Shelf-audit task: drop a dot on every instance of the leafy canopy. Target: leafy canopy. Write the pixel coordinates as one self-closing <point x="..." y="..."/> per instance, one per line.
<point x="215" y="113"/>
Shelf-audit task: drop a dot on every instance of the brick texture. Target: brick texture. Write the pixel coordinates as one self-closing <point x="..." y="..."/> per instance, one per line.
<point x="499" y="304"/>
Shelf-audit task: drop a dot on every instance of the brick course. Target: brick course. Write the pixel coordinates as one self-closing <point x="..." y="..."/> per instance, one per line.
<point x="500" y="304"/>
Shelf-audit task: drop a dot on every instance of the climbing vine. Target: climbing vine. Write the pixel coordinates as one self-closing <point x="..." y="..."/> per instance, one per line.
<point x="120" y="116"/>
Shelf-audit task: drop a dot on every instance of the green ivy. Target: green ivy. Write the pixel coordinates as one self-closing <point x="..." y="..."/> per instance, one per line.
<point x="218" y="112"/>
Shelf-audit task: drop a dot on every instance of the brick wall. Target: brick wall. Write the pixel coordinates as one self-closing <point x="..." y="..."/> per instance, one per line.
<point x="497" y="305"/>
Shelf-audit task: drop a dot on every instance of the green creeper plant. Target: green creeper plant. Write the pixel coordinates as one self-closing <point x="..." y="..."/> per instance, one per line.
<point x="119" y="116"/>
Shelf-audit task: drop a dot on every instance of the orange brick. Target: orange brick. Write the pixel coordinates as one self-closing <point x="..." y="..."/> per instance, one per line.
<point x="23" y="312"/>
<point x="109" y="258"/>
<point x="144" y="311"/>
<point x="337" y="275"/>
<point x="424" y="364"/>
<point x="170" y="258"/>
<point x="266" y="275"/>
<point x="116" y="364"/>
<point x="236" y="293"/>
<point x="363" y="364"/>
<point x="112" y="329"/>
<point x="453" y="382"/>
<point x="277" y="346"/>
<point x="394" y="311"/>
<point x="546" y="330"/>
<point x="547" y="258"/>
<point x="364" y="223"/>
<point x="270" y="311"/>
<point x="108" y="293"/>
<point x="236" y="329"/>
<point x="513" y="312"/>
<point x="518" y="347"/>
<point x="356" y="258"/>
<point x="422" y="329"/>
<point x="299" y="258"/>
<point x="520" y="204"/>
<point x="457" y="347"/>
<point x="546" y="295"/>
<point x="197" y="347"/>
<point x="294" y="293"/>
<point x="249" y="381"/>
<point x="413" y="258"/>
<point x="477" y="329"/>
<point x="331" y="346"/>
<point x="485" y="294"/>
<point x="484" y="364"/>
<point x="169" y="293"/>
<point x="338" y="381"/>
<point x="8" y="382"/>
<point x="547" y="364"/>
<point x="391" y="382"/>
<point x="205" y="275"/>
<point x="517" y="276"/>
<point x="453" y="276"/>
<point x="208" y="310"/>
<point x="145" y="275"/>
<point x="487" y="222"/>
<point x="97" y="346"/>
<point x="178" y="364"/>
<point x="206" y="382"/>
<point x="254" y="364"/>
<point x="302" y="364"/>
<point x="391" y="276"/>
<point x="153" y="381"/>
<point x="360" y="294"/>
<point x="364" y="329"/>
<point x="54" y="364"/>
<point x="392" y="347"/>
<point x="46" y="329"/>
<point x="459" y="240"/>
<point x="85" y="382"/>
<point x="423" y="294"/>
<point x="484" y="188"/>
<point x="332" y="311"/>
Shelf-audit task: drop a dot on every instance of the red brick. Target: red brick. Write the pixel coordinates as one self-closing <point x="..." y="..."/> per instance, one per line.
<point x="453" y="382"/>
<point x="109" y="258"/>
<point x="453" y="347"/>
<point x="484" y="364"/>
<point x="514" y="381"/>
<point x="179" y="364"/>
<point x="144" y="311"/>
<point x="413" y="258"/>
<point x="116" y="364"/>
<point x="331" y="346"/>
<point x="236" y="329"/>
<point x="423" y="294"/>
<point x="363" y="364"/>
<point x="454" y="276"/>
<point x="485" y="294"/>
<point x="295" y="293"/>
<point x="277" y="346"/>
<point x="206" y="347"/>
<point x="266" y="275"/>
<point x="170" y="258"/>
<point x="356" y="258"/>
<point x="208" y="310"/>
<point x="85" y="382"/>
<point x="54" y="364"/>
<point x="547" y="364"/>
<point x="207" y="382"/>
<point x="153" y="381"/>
-*-*-
__GIVEN INSTRUCTION__
Copy out each line above, character for character.

__WORKED SOLUTION__
Shelf-audit task: drop a dot on every instance of the leafy canopy. Target: leafy canopy. Write the pixel coordinates as one self-closing <point x="..." y="..."/> per instance, one per line.
<point x="215" y="113"/>
Shelf-audit task: drop a dot on every instance of the brick texture. Target: brick texture. Write the pixel coordinates as one self-closing <point x="..." y="..."/> per instance, one per line.
<point x="499" y="304"/>
Shelf-audit task: drop a dot on every instance of the brick course. Target: brick course. Write the pixel coordinates as one self-closing <point x="..." y="..."/> per instance, one per line.
<point x="500" y="304"/>
Shelf-audit task: drop a dot on every instance of the climbing vine. Target: climbing vine. Write the pixel coordinates as one self-closing <point x="..." y="..."/> per instance, one per line.
<point x="120" y="116"/>
Shelf-audit task: drop a dot on every instance of the green ivy. Target: green ivy. Write the pixel coordinates as one self-closing <point x="..." y="..."/> per instance, one per line.
<point x="218" y="112"/>
Shelf-audit task: drop a dot on every instance of the brick wall. Target: brick wall. Write the pixel coordinates as one self-closing <point x="..." y="..."/> per instance, one per line.
<point x="497" y="305"/>
Shelf-audit task: drop a dot on every instance of the green creeper plant. Target: green creeper plant. Write the pixel coordinates as one self-closing <point x="..." y="..."/> per instance, one per line.
<point x="119" y="116"/>
Shelf-audit task: drop a dot on every instance of the orange brick. Target: orange brick. Write the pixel coordinates as one self-closing <point x="..." y="..."/> per instance, one per line.
<point x="23" y="312"/>
<point x="109" y="258"/>
<point x="144" y="311"/>
<point x="337" y="275"/>
<point x="424" y="364"/>
<point x="170" y="258"/>
<point x="266" y="275"/>
<point x="116" y="364"/>
<point x="236" y="293"/>
<point x="363" y="364"/>
<point x="112" y="329"/>
<point x="453" y="382"/>
<point x="277" y="346"/>
<point x="394" y="311"/>
<point x="546" y="330"/>
<point x="547" y="258"/>
<point x="364" y="223"/>
<point x="270" y="311"/>
<point x="108" y="293"/>
<point x="236" y="329"/>
<point x="513" y="312"/>
<point x="518" y="347"/>
<point x="356" y="258"/>
<point x="422" y="329"/>
<point x="299" y="258"/>
<point x="520" y="204"/>
<point x="457" y="347"/>
<point x="546" y="295"/>
<point x="197" y="347"/>
<point x="294" y="293"/>
<point x="249" y="381"/>
<point x="413" y="258"/>
<point x="477" y="329"/>
<point x="331" y="346"/>
<point x="485" y="294"/>
<point x="484" y="364"/>
<point x="169" y="293"/>
<point x="338" y="381"/>
<point x="8" y="382"/>
<point x="547" y="364"/>
<point x="391" y="382"/>
<point x="205" y="275"/>
<point x="517" y="276"/>
<point x="453" y="276"/>
<point x="208" y="310"/>
<point x="145" y="275"/>
<point x="487" y="222"/>
<point x="97" y="346"/>
<point x="178" y="364"/>
<point x="206" y="382"/>
<point x="254" y="364"/>
<point x="302" y="364"/>
<point x="391" y="276"/>
<point x="153" y="381"/>
<point x="360" y="294"/>
<point x="364" y="329"/>
<point x="54" y="364"/>
<point x="392" y="347"/>
<point x="46" y="329"/>
<point x="459" y="240"/>
<point x="85" y="382"/>
<point x="423" y="294"/>
<point x="484" y="188"/>
<point x="332" y="311"/>
Shelf-audit task: drop a dot on every instance of the red brick. Target: red brick. Write the pixel coordinates as one self-closing <point x="..." y="..."/> per instance, one per line.
<point x="453" y="382"/>
<point x="109" y="258"/>
<point x="453" y="347"/>
<point x="484" y="364"/>
<point x="514" y="381"/>
<point x="179" y="364"/>
<point x="144" y="311"/>
<point x="413" y="258"/>
<point x="116" y="364"/>
<point x="331" y="346"/>
<point x="236" y="329"/>
<point x="423" y="294"/>
<point x="363" y="364"/>
<point x="454" y="276"/>
<point x="485" y="294"/>
<point x="295" y="293"/>
<point x="277" y="346"/>
<point x="206" y="347"/>
<point x="266" y="275"/>
<point x="170" y="258"/>
<point x="356" y="258"/>
<point x="208" y="310"/>
<point x="85" y="382"/>
<point x="54" y="364"/>
<point x="547" y="364"/>
<point x="207" y="382"/>
<point x="153" y="381"/>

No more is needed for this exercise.